▽

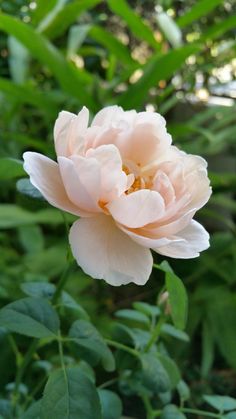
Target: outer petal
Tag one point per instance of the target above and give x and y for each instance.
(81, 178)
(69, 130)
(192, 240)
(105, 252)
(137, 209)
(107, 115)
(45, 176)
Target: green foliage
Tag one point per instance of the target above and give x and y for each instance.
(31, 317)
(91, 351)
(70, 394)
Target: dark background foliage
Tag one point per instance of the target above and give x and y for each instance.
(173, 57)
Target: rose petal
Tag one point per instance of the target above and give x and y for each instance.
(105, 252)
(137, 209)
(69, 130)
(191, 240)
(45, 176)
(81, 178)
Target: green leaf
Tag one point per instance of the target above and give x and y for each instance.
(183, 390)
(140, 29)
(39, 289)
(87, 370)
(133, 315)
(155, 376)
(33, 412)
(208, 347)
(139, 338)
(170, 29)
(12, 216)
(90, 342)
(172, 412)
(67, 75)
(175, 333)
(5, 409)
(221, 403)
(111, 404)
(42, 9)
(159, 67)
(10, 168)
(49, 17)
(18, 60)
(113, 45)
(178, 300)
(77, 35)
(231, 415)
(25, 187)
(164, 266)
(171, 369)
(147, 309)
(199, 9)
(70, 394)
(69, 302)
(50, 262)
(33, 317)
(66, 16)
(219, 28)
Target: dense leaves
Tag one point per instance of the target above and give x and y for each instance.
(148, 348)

△
▽

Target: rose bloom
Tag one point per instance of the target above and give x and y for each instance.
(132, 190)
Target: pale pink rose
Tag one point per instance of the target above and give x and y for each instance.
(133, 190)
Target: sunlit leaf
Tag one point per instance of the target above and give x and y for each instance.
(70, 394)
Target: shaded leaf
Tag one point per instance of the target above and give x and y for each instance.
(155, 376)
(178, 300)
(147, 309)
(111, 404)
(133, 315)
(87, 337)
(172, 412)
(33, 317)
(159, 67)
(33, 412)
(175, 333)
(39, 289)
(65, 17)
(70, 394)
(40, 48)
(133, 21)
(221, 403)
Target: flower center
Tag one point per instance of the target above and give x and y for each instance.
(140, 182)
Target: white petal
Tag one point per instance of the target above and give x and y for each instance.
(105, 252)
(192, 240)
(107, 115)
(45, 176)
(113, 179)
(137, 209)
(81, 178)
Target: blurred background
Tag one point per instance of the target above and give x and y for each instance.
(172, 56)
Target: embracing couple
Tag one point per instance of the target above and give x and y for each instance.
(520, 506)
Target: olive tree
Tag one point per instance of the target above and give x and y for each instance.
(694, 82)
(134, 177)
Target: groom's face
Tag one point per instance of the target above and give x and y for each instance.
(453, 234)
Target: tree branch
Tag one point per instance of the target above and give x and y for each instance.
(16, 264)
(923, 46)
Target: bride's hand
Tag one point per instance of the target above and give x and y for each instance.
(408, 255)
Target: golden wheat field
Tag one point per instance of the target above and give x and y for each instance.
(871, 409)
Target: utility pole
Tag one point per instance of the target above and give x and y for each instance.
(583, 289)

△

Find every row above that contains the word "green", matching case exactly, and copy each such row in full.

Result below =
Target: green foliage
Target: green leaf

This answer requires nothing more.